*GOAL OF THE EXERCISE:* In the biography of Gigliola Staffilani below, what was the topic of her undergraduate thesis at the University of Bologna?

*DOCUMENT PASSAGE:*
---------------

Italian-American mathematician

Gigliola Staffilani (born March 24, 1966) is an Italian-American mathematician who works as the Abby Rockefeller Mauze Professor of Mathematics at the Massachusetts Institute of Technology. Her research concerns harmonic analysis and partial differential equations, including the Korteweg–de Vries equation and Schrödinger equation.

== Education and career ==
Staffilani grew up on a farm in Martinsicuro in central Italy, speaking only the local dialect, and with no books until her older brother brought some back from his school. Her father died when she was 10, and her mother decided that she did not need to continue on to high school, but her brother helped her change her mother's mind. She came to love mathematics at her school, and was encouraged by her teachers and brother to continue her studies, with the idea that she could return to Martinsicuro as a mathematics teacher. She earned a fellowship to study at the University of Bologna, where she earned a laurea in mathematics in 1989 with an undergraduate thesis on Green's functions for elliptic partial differential equations.

---------------

*EXTRACTED DATA:*
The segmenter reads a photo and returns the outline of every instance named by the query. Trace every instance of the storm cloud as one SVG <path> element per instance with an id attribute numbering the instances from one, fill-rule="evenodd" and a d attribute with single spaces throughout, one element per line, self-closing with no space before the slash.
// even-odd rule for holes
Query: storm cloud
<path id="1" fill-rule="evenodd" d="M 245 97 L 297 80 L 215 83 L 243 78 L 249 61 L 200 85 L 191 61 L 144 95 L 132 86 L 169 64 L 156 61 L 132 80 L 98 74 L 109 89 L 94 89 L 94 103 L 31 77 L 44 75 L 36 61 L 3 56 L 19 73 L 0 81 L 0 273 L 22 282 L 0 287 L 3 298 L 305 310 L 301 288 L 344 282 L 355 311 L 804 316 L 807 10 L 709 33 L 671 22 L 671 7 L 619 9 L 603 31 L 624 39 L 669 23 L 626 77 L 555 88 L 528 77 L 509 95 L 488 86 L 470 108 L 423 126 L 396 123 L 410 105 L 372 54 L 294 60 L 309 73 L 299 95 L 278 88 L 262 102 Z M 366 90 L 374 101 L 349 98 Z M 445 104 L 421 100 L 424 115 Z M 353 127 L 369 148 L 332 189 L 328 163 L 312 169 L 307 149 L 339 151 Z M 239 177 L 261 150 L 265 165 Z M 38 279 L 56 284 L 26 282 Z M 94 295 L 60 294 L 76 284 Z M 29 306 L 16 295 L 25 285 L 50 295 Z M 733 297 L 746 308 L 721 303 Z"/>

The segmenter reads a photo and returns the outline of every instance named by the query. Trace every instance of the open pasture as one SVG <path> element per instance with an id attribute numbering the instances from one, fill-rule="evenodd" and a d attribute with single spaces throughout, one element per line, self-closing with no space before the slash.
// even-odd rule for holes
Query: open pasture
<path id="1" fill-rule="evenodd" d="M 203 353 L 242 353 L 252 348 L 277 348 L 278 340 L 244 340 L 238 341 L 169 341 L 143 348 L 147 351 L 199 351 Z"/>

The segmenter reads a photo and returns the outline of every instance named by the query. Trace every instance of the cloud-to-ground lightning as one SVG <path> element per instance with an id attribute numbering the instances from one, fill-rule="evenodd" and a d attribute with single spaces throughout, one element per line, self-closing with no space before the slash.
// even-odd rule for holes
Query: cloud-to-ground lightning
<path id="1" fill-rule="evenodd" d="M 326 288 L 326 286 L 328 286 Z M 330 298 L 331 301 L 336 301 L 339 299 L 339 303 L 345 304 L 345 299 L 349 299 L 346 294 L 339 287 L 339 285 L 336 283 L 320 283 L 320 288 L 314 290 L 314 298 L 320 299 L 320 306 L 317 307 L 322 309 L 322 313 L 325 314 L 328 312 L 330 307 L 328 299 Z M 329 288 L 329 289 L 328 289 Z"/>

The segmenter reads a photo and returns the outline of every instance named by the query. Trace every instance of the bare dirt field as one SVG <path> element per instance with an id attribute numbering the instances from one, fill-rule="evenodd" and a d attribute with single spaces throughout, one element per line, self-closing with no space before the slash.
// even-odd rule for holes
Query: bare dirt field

---------------

*RESPONSE TO THE EXERCISE:* Green's functions for elliptic partial differential equations.